LISTED ENTRIES =
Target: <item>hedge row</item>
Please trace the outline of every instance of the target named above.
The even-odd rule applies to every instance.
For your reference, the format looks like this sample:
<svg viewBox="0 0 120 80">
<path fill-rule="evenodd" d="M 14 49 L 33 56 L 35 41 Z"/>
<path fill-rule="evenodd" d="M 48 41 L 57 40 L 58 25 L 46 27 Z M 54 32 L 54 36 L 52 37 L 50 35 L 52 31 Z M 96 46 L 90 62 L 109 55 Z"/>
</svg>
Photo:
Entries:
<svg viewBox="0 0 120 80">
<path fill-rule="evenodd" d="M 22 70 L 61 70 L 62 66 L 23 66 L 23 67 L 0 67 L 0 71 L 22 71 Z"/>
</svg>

TASK REQUIREMENTS = Rewrite the entries above, replacing "outline" with "boundary" and leaving everything else unchanged.

WRITTEN ANSWER =
Target: <item>hedge row</item>
Please trace the boundary of every instance of the target named above.
The even-odd rule applies to every instance.
For your reference, the format looks like this sample:
<svg viewBox="0 0 120 80">
<path fill-rule="evenodd" d="M 14 49 L 33 56 L 35 41 Z"/>
<path fill-rule="evenodd" d="M 48 41 L 57 40 L 58 25 L 46 27 Z M 54 32 L 54 36 L 52 37 L 50 35 L 52 31 Z M 96 46 L 90 62 L 109 55 Z"/>
</svg>
Photo:
Entries:
<svg viewBox="0 0 120 80">
<path fill-rule="evenodd" d="M 22 70 L 61 70 L 62 66 L 23 66 L 23 67 L 0 67 L 0 71 L 22 71 Z"/>
</svg>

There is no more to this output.